### EXERCISE DETAILS
Produce an exact copy of the lines from the line containing "Where can the duck be" through the last line of the entries below, and only those lines.

- - -

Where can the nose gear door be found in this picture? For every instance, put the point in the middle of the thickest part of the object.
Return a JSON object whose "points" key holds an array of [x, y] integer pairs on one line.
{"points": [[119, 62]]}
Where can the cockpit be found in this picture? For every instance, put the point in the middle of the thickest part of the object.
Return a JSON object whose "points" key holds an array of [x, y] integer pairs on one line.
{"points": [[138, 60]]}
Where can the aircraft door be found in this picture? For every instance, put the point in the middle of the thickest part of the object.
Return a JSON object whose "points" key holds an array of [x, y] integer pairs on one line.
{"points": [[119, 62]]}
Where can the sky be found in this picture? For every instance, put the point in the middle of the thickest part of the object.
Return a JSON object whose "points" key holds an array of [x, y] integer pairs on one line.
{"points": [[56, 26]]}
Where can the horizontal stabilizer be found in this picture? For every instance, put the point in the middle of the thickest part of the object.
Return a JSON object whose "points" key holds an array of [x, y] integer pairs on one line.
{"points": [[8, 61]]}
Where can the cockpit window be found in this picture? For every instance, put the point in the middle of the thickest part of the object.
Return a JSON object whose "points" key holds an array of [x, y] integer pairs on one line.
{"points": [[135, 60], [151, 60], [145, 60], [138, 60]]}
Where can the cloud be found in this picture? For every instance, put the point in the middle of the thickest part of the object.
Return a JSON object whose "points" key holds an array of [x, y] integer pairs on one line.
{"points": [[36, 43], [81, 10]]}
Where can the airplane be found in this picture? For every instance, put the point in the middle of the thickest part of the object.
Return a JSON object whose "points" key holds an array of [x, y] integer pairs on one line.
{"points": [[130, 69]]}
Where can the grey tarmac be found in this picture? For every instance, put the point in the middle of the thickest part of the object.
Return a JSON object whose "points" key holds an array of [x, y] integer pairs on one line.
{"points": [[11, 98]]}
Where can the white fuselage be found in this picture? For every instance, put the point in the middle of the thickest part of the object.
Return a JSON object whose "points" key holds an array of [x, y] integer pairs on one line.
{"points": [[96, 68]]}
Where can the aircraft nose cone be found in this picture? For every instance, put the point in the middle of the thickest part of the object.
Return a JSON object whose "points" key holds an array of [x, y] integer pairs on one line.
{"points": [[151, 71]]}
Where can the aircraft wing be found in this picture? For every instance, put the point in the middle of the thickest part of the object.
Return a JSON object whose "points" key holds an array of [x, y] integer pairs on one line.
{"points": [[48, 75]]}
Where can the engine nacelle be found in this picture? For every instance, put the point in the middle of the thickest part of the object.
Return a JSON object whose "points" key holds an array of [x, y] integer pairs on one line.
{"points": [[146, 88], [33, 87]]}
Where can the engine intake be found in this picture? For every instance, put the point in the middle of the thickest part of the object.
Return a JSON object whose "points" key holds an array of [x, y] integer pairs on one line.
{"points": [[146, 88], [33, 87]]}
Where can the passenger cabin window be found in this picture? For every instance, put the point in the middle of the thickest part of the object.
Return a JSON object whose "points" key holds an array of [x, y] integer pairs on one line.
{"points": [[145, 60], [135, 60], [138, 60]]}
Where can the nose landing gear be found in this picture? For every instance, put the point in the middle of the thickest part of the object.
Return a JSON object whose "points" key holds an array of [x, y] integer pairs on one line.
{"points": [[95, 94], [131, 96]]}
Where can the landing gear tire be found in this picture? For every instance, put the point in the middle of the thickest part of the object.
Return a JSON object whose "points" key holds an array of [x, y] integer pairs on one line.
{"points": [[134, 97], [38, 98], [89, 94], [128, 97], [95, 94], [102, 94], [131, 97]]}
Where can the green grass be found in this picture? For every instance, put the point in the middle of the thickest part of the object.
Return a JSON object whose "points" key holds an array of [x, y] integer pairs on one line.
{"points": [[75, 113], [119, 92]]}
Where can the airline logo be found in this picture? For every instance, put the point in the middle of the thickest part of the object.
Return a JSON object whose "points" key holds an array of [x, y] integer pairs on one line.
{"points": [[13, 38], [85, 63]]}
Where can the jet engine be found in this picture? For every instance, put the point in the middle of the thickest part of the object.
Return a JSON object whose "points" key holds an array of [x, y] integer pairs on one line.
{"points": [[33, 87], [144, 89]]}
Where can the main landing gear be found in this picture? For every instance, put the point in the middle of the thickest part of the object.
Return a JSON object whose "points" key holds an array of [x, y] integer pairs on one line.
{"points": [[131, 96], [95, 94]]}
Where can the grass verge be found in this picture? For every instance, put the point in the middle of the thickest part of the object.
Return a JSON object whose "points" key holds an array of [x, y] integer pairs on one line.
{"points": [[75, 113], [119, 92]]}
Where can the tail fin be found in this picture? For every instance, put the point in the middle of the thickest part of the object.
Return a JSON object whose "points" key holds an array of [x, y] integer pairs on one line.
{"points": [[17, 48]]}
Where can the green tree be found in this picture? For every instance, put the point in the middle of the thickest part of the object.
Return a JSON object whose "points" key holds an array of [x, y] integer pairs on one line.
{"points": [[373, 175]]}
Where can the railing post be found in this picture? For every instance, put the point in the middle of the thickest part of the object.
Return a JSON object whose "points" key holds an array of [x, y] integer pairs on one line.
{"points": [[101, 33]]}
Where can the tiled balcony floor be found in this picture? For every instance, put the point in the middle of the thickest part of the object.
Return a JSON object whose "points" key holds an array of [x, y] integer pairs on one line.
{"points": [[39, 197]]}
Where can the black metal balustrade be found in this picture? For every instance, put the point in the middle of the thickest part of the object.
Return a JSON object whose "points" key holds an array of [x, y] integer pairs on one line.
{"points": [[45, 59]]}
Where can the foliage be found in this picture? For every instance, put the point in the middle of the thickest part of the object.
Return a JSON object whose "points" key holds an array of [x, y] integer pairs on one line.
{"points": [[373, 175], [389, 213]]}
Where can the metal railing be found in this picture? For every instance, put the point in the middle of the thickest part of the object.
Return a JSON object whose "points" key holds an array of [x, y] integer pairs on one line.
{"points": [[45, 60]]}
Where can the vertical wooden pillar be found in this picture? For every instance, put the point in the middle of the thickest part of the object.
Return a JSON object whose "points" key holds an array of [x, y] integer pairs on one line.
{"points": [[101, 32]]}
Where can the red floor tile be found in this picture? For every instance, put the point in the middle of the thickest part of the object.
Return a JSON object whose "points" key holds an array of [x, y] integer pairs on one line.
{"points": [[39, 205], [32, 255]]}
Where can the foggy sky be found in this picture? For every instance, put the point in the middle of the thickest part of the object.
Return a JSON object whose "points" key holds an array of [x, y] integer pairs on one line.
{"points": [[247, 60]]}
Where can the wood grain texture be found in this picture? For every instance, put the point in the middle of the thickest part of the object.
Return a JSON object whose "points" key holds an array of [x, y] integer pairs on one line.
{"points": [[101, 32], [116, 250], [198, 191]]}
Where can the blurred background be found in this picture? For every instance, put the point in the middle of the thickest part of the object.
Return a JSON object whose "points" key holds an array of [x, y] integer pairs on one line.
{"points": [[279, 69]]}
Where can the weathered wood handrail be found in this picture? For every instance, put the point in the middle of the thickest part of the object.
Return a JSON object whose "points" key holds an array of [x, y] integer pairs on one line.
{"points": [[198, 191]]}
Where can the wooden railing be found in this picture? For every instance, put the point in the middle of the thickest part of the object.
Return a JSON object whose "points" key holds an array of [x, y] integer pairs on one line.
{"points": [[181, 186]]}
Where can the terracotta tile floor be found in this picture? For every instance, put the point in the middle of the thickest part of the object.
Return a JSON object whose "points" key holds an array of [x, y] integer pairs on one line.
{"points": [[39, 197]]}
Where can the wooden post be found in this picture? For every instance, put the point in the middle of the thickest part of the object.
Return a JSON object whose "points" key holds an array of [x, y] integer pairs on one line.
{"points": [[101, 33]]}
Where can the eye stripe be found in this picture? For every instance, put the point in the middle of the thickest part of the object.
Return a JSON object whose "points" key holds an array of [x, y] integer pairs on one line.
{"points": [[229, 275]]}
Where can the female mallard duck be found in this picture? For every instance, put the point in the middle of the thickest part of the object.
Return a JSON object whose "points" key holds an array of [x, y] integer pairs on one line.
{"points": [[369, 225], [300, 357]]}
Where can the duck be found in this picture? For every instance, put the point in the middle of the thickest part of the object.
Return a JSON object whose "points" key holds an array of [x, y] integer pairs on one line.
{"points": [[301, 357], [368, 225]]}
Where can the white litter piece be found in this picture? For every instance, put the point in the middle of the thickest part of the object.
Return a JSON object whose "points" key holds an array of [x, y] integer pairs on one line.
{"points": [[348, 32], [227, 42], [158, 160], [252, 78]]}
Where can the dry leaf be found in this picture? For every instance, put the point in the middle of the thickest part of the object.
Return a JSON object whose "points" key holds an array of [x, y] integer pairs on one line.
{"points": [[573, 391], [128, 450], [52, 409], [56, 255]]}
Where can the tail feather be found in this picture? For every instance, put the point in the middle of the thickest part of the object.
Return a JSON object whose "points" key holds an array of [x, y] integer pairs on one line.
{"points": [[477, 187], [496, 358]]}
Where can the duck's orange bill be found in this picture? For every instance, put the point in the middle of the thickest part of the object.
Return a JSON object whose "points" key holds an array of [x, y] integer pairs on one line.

- - -

### WORKED SOLUTION
Where can the duck be found in this picture? For every instance, put the point in the middle of the thickest part of the object.
Return a JSON object whose "points" key holds an array of [x, y] integer pairs on one line.
{"points": [[301, 357], [368, 225]]}
Where can the white litter piece be found in this picture? For every instance, put the point in the middle of the thickest part of the object.
Return a JSON object whose "points" key holds an array of [x, y] integer pairs on one line.
{"points": [[348, 32], [227, 42], [158, 160], [252, 78]]}
Where can the dry leaf be found in this picture? For every instance, put the point in the middle of the thickest part of the object.
Return a JSON object whose "points" key holds an array of [x, y] integer pairs on one line.
{"points": [[573, 391], [128, 450], [52, 409], [56, 255]]}
Where can the tail feather be found in this picture? For every instance, put the point in the middle of the thickest part of the object.
Return a JSON object whose "points" key holds an array of [x, y] integer pairs on one line.
{"points": [[477, 187], [496, 358]]}
Where can the duck's orange bill be found in this picture? For every instance, put the point in the middle of the thickest part of the object.
Return a JSON object whose "points" key holds an array of [x, y] integer pairs on one line.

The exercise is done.